Stored data
--- --- ---
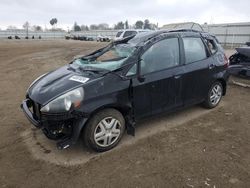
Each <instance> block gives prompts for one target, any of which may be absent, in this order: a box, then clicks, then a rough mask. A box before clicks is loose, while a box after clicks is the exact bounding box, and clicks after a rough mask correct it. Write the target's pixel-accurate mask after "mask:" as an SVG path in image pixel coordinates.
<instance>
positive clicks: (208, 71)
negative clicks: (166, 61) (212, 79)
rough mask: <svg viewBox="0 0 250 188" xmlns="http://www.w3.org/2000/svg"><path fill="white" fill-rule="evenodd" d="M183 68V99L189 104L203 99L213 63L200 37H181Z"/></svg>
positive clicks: (203, 97) (205, 92)
mask: <svg viewBox="0 0 250 188" xmlns="http://www.w3.org/2000/svg"><path fill="white" fill-rule="evenodd" d="M182 40H183V48H184V53H185V66H184V67H185V69H184V74H183V100H184V104H185V105H191V104H195V103H198V102H201V101H202V100H204V98H205V97H206V95H207V93H208V89H209V86H210V85H211V82H212V79H213V76H212V75H213V71H214V68H215V65H214V63H213V61H214V59H213V58H212V57H210V55H209V53H208V51H207V48H206V46H205V44H204V42H203V40H202V39H201V38H200V37H183V38H182Z"/></svg>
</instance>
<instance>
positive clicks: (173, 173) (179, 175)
mask: <svg viewBox="0 0 250 188" xmlns="http://www.w3.org/2000/svg"><path fill="white" fill-rule="evenodd" d="M103 45H105V44H104V43H96V42H80V41H64V40H58V41H22V40H20V41H5V40H1V41H0V75H1V79H0V87H1V90H0V120H1V123H0V186H1V187H25V188H27V187H171V188H172V187H212V188H218V187H226V188H228V187H250V146H249V143H250V113H249V112H250V100H249V97H250V93H249V92H250V89H249V88H243V87H240V86H236V85H233V84H229V87H228V93H227V95H226V96H225V97H224V98H223V100H222V103H221V104H220V105H219V106H218V107H217V108H215V109H213V110H205V109H203V108H202V107H200V106H195V107H191V108H188V109H185V110H182V111H179V112H177V113H172V114H162V115H159V116H156V117H153V118H149V119H147V120H145V121H142V122H140V123H138V128H137V129H136V136H135V137H131V136H127V135H124V139H123V140H122V143H121V144H119V146H118V147H117V148H115V149H114V150H112V151H109V152H106V153H102V154H97V153H93V152H90V151H88V150H86V149H85V148H84V147H83V146H82V144H81V143H80V142H79V144H77V145H76V146H74V147H72V148H69V149H67V150H63V151H59V150H57V149H56V147H55V143H54V142H52V141H49V140H48V139H46V138H45V137H44V136H43V134H42V133H41V131H40V130H36V129H35V128H33V127H32V125H31V124H30V123H29V122H28V120H27V119H26V118H25V117H24V115H23V113H22V111H21V110H20V107H19V106H20V103H21V101H22V100H23V99H24V96H25V92H26V89H27V88H28V86H29V85H30V83H31V82H32V81H33V80H34V79H35V78H36V77H38V76H39V75H41V74H43V73H45V72H48V71H50V70H53V69H56V68H57V67H60V66H62V65H64V64H66V63H67V62H69V61H70V60H71V59H72V58H73V57H74V56H75V55H79V54H85V53H88V52H90V51H92V50H93V49H97V48H99V47H101V46H103ZM227 53H228V54H230V53H232V51H228V52H227Z"/></svg>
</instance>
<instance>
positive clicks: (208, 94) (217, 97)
mask: <svg viewBox="0 0 250 188" xmlns="http://www.w3.org/2000/svg"><path fill="white" fill-rule="evenodd" d="M222 95H223V87H222V84H221V82H219V81H216V82H214V83H213V84H212V86H211V87H210V89H209V92H208V95H207V97H206V99H205V101H204V102H203V105H204V107H206V108H208V109H212V108H214V107H216V106H217V105H218V104H219V103H220V101H221V98H222Z"/></svg>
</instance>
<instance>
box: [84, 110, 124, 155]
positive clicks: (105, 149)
mask: <svg viewBox="0 0 250 188" xmlns="http://www.w3.org/2000/svg"><path fill="white" fill-rule="evenodd" d="M124 131H125V120H124V117H123V115H122V114H121V113H120V112H119V111H117V110H115V109H111V108H109V109H104V110H102V111H100V112H97V113H96V114H95V115H94V116H93V117H91V119H90V120H89V121H88V123H87V124H86V127H85V130H84V132H83V135H82V136H83V141H84V144H85V145H86V146H87V147H88V148H90V149H93V150H94V151H97V152H104V151H108V150H110V149H112V148H114V147H115V146H116V145H117V144H118V143H119V142H120V140H121V138H122V136H123V133H124Z"/></svg>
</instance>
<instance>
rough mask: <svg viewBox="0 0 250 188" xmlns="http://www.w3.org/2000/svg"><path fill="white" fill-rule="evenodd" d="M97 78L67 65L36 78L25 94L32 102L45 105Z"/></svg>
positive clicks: (84, 72) (96, 77) (89, 74)
mask: <svg viewBox="0 0 250 188" xmlns="http://www.w3.org/2000/svg"><path fill="white" fill-rule="evenodd" d="M98 77H100V75H99V76H98V75H95V76H93V75H90V74H87V73H85V72H78V71H76V70H74V69H72V68H70V66H69V65H67V66H64V67H62V68H59V69H57V70H55V71H52V72H50V73H48V74H46V75H44V76H42V77H41V78H38V79H37V80H36V81H35V82H34V83H33V85H31V86H30V88H29V89H28V92H27V94H28V96H29V98H31V99H32V100H33V101H35V102H37V103H39V104H41V105H45V104H47V103H48V102H50V101H51V100H53V99H55V98H56V97H58V96H60V95H62V94H64V93H66V92H68V91H70V90H73V89H75V88H78V87H82V86H83V85H85V84H86V83H88V82H91V81H93V80H94V79H97V78H98Z"/></svg>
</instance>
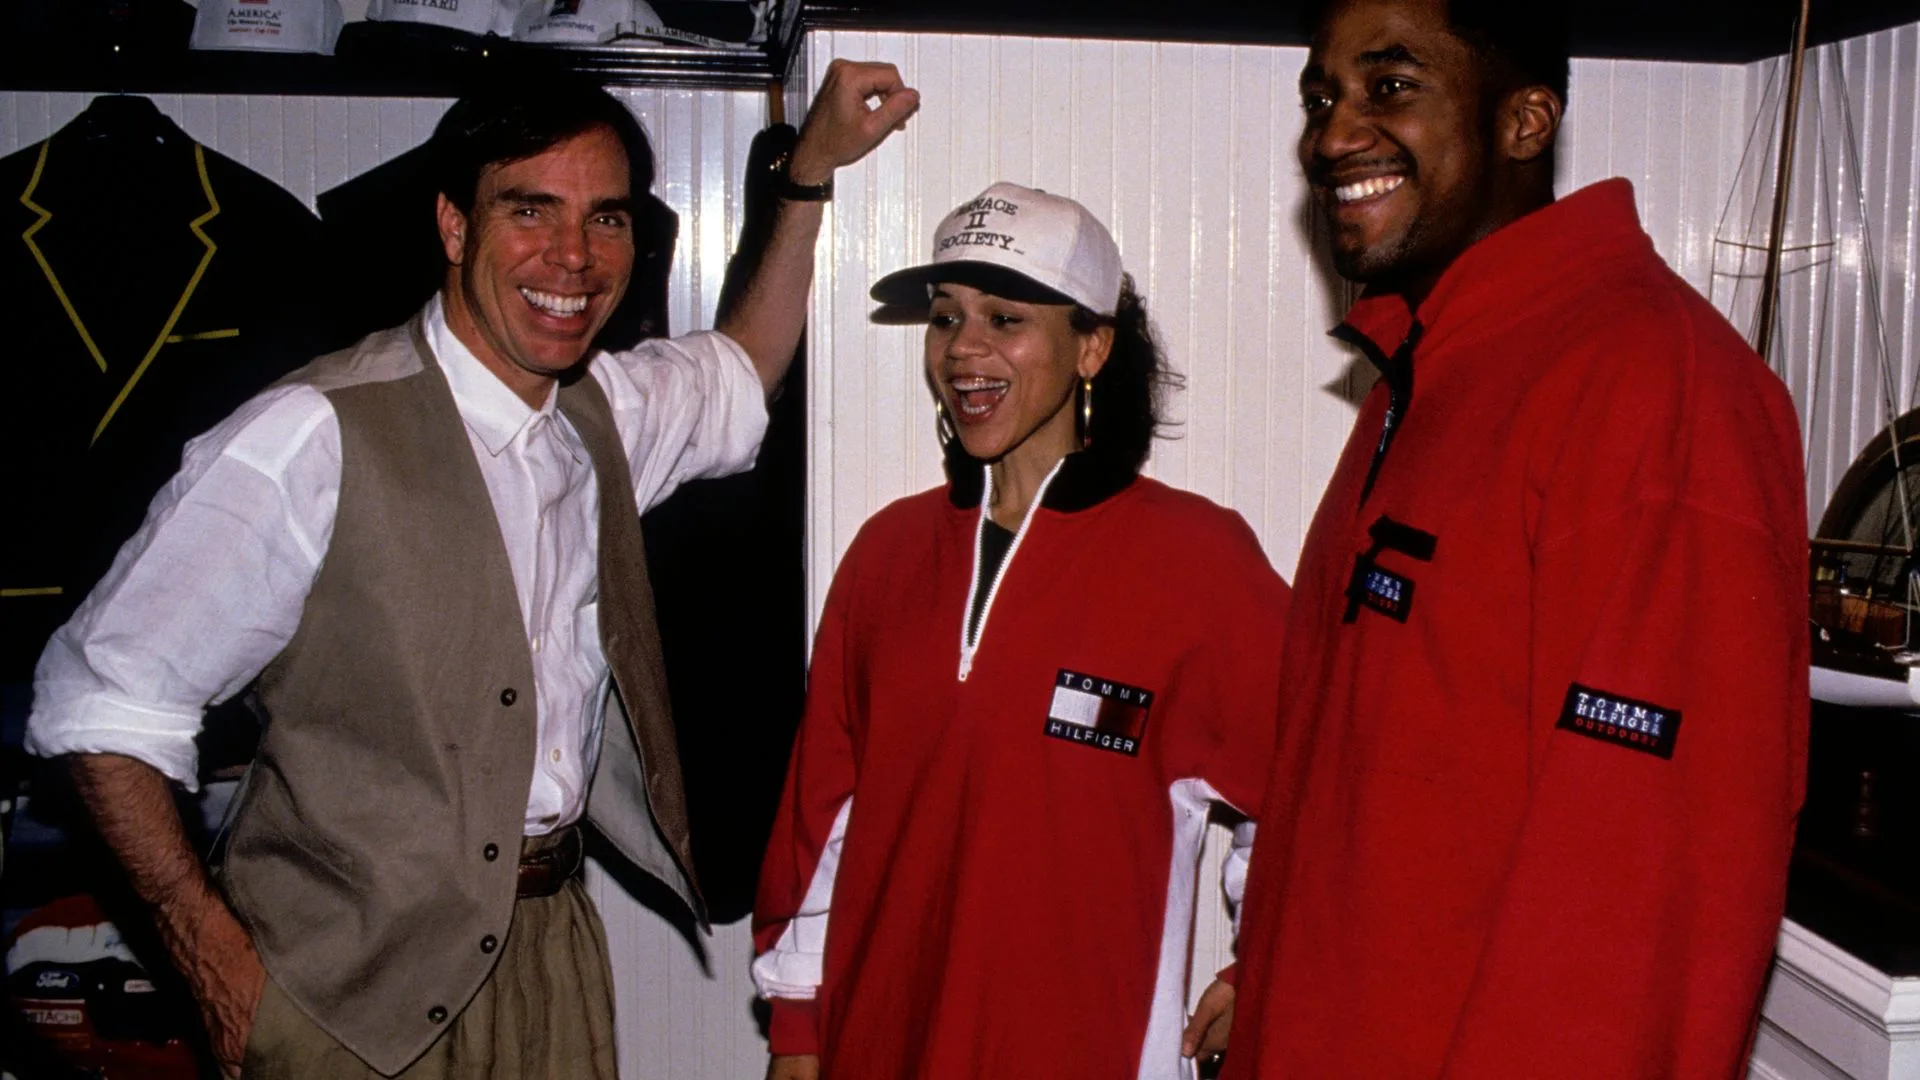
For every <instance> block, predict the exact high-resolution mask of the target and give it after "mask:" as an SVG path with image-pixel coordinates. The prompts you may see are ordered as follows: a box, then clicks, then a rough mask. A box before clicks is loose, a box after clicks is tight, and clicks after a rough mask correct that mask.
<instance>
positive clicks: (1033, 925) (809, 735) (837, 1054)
mask: <svg viewBox="0 0 1920 1080" xmlns="http://www.w3.org/2000/svg"><path fill="white" fill-rule="evenodd" d="M1064 480H1066V477H1062V480H1056V482H1054V486H1050V488H1048V490H1046V494H1044V498H1043V503H1041V507H1039V509H1037V511H1035V513H1033V519H1031V525H1029V527H1027V528H1025V532H1023V534H1021V540H1020V542H1018V546H1016V548H1014V552H1012V553H1010V555H1008V559H1006V563H1004V571H1002V577H1000V586H998V590H996V592H995V594H993V603H991V607H989V609H987V615H985V623H983V628H981V634H979V648H977V651H975V653H973V665H972V669H970V671H968V675H966V678H964V680H962V678H960V676H958V673H960V621H962V613H964V611H966V605H968V590H970V582H972V580H973V553H975V528H977V523H979V509H977V507H956V505H952V503H950V502H948V494H947V492H943V490H935V492H924V494H920V496H912V498H906V500H900V502H897V503H893V505H889V507H887V509H883V511H879V513H877V515H874V519H872V521H868V523H866V527H862V530H860V536H858V538H856V540H854V544H852V548H851V550H849V552H847V557H845V561H843V563H841V567H839V571H837V573H835V575H833V590H831V594H829V596H828V605H826V613H824V615H822V621H820V634H818V640H816V644H814V659H812V675H810V684H808V694H806V717H804V721H803V723H801V736H799V744H797V746H795V755H793V771H791V773H789V778H787V790H785V798H783V803H781V809H780V817H778V821H776V824H774V836H772V842H770V844H768V853H766V865H764V871H762V874H760V901H758V905H756V909H755V942H756V947H758V951H760V953H762V957H760V963H756V976H764V978H762V990H770V994H772V997H774V1001H772V1005H774V1030H772V1047H774V1053H820V1057H822V1067H824V1070H826V1076H829V1078H849V1080H904V1078H920V1080H981V1078H995V1080H1027V1078H1031V1080H1060V1078H1077V1076H1089V1078H1091V1076H1100V1078H1112V1076H1127V1078H1133V1076H1154V1078H1160V1076H1167V1078H1171V1076H1177V1074H1179V1072H1181V1059H1179V1034H1181V1020H1183V1007H1185V994H1187V986H1188V970H1187V969H1188V955H1190V951H1188V949H1190V942H1192V901H1194V894H1196V874H1198V861H1200V840H1202V838H1204V834H1206V815H1208V805H1206V803H1208V801H1215V799H1217V801H1227V803H1231V805H1235V807H1238V809H1240V811H1244V813H1250V815H1258V813H1260V805H1258V803H1260V792H1261V788H1263V786H1265V771H1267V763H1269V761H1271V755H1273V715H1275V709H1277V705H1279V684H1277V682H1275V680H1277V673H1279V653H1281V626H1283V625H1284V619H1286V596H1288V592H1286V584H1284V582H1283V580H1281V578H1279V575H1275V573H1273V567H1271V565H1269V563H1267V559H1265V555H1263V553H1261V550H1260V544H1258V540H1256V538H1254V532H1252V530H1250V528H1248V527H1246V523H1244V521H1240V517H1238V515H1235V513H1231V511H1227V509H1221V507H1217V505H1213V503H1210V502H1206V500H1204V498H1200V496H1192V494H1187V492H1177V490H1173V488H1167V486H1165V484H1160V482H1154V480H1148V479H1139V480H1133V482H1131V484H1129V486H1125V488H1123V490H1119V492H1117V494H1114V496H1112V498H1106V500H1102V502H1098V503H1096V505H1091V507H1085V509H1075V511H1062V509H1052V503H1054V496H1056V494H1058V492H1060V490H1062V488H1064V486H1066V482H1064ZM1142 692H1144V694H1146V696H1148V698H1142V696H1140V694H1142ZM1081 709H1085V711H1081ZM1058 717H1066V719H1058ZM1073 717H1079V721H1081V723H1075V721H1073ZM1094 717H1098V724H1094ZM849 799H851V809H847V807H849ZM843 811H845V813H847V817H845V842H843V846H839V851H837V863H835V859H833V857H831V855H828V851H829V847H831V840H829V838H831V836H833V832H835V830H833V822H835V821H837V819H839V815H841V813H843ZM835 867H837V872H835ZM828 888H829V890H831V907H829V919H826V928H824V953H822V949H820V936H822V930H820V928H818V926H814V928H806V926H795V922H799V919H797V917H799V915H801V913H803V911H804V909H818V907H820V905H818V899H820V896H818V894H824V892H826V890H828ZM810 894H814V901H812V903H808V896H810ZM1202 896H1208V897H1213V896H1217V894H1215V892H1213V888H1206V890H1202ZM808 969H810V970H808ZM812 980H818V988H814V986H808V982H812ZM806 994H814V999H812V1001H808V999H804V995H806Z"/></svg>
--- --- ---
Check all the records above and select each line where the string "rough" is found.

Each <instance> block gives prompts for one target, any of which may be absent, in this order: a box, then clicks, then a rough mask. A box before clicks is loose, while a box after clicks is the exact bounding box, and clicks after a rough mask correct it. Write the target's pixel-accurate mask after "mask:" as an SVG path in image pixel coordinates.
rough mask: <svg viewBox="0 0 250 188" xmlns="http://www.w3.org/2000/svg"><path fill="white" fill-rule="evenodd" d="M183 68V99L189 104L203 99L213 63L200 37H181Z"/></svg>
rough mask: <svg viewBox="0 0 250 188" xmlns="http://www.w3.org/2000/svg"><path fill="white" fill-rule="evenodd" d="M97 78L67 65L36 78L25 94L32 102L45 105Z"/></svg>
For every <instance> block, predict the exact high-resolution mask of the target and give it after "mask:" as an SVG path with image-pixel coordinates. The prompts you may see are ordered as follows: a box, then clicks, then a rough mask. A box before clicks is loose, a box after clicks is tight, and clicks after a rough mask correct that mask.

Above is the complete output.